Excerpt from a dataset:
========================================

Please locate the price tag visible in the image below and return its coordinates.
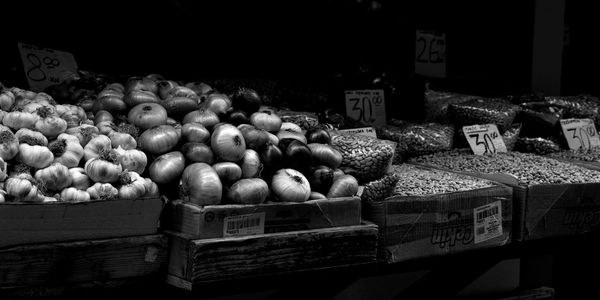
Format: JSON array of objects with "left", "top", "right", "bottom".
[
  {"left": 560, "top": 119, "right": 600, "bottom": 150},
  {"left": 463, "top": 124, "right": 506, "bottom": 155},
  {"left": 338, "top": 127, "right": 377, "bottom": 138},
  {"left": 346, "top": 90, "right": 387, "bottom": 126},
  {"left": 415, "top": 30, "right": 446, "bottom": 78},
  {"left": 473, "top": 201, "right": 502, "bottom": 244},
  {"left": 18, "top": 43, "right": 77, "bottom": 92},
  {"left": 223, "top": 212, "right": 265, "bottom": 237}
]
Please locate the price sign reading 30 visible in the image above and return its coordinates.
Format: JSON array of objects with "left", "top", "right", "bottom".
[
  {"left": 560, "top": 119, "right": 600, "bottom": 150},
  {"left": 346, "top": 90, "right": 386, "bottom": 126},
  {"left": 463, "top": 124, "right": 506, "bottom": 155},
  {"left": 18, "top": 43, "right": 77, "bottom": 92}
]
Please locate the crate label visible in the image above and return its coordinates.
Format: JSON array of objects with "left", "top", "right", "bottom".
[
  {"left": 18, "top": 43, "right": 77, "bottom": 92},
  {"left": 223, "top": 212, "right": 265, "bottom": 237},
  {"left": 463, "top": 124, "right": 506, "bottom": 155},
  {"left": 338, "top": 127, "right": 377, "bottom": 138},
  {"left": 560, "top": 119, "right": 600, "bottom": 150},
  {"left": 346, "top": 90, "right": 387, "bottom": 126},
  {"left": 415, "top": 30, "right": 446, "bottom": 78},
  {"left": 473, "top": 201, "right": 502, "bottom": 244}
]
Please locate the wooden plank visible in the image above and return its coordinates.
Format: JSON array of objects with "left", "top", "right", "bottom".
[
  {"left": 164, "top": 197, "right": 361, "bottom": 238},
  {"left": 169, "top": 224, "right": 377, "bottom": 283},
  {"left": 0, "top": 198, "right": 164, "bottom": 248},
  {"left": 0, "top": 235, "right": 168, "bottom": 288}
]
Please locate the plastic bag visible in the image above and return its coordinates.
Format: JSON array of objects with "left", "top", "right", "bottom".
[{"left": 377, "top": 123, "right": 454, "bottom": 163}]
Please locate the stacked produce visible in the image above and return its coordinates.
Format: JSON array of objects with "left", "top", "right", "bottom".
[
  {"left": 0, "top": 85, "right": 159, "bottom": 203},
  {"left": 413, "top": 151, "right": 600, "bottom": 184},
  {"left": 392, "top": 164, "right": 494, "bottom": 196}
]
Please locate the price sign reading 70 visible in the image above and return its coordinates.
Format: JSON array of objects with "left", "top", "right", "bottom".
[
  {"left": 560, "top": 119, "right": 600, "bottom": 150},
  {"left": 346, "top": 90, "right": 386, "bottom": 125}
]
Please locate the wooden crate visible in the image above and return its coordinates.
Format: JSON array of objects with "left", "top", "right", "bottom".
[
  {"left": 363, "top": 184, "right": 513, "bottom": 263},
  {"left": 0, "top": 234, "right": 168, "bottom": 290},
  {"left": 167, "top": 224, "right": 377, "bottom": 290},
  {"left": 0, "top": 198, "right": 165, "bottom": 248},
  {"left": 162, "top": 197, "right": 361, "bottom": 239}
]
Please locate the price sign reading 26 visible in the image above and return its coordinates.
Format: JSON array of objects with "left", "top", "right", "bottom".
[
  {"left": 346, "top": 90, "right": 386, "bottom": 125},
  {"left": 463, "top": 124, "right": 506, "bottom": 155},
  {"left": 560, "top": 119, "right": 600, "bottom": 150}
]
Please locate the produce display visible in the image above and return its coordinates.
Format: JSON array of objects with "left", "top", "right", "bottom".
[
  {"left": 412, "top": 150, "right": 600, "bottom": 185},
  {"left": 0, "top": 74, "right": 364, "bottom": 205},
  {"left": 392, "top": 164, "right": 494, "bottom": 196}
]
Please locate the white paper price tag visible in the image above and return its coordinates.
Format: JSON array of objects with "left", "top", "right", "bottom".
[
  {"left": 223, "top": 212, "right": 265, "bottom": 237},
  {"left": 415, "top": 30, "right": 446, "bottom": 78},
  {"left": 560, "top": 119, "right": 600, "bottom": 150},
  {"left": 18, "top": 43, "right": 77, "bottom": 92},
  {"left": 346, "top": 90, "right": 387, "bottom": 126},
  {"left": 473, "top": 201, "right": 502, "bottom": 244},
  {"left": 339, "top": 127, "right": 377, "bottom": 138},
  {"left": 463, "top": 124, "right": 506, "bottom": 155}
]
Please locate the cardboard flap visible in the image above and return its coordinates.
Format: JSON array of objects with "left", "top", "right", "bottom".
[{"left": 525, "top": 184, "right": 569, "bottom": 233}]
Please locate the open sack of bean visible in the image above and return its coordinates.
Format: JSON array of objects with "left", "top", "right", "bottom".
[
  {"left": 412, "top": 150, "right": 600, "bottom": 185},
  {"left": 331, "top": 132, "right": 396, "bottom": 183},
  {"left": 377, "top": 122, "right": 454, "bottom": 164}
]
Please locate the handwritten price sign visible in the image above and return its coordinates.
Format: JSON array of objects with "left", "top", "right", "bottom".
[
  {"left": 463, "top": 124, "right": 506, "bottom": 155},
  {"left": 560, "top": 119, "right": 600, "bottom": 150},
  {"left": 18, "top": 43, "right": 77, "bottom": 92},
  {"left": 346, "top": 90, "right": 386, "bottom": 126},
  {"left": 415, "top": 30, "right": 446, "bottom": 78}
]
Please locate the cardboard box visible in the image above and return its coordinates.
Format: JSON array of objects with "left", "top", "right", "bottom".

========================================

Write out, character for character, the lines running from the line with "Please locate the cardboard box" through the end of the entries.

Please locate the cardboard box visible in the image above and return its coordinates.
Format: JSON array of objects with "left", "top", "right", "bottom".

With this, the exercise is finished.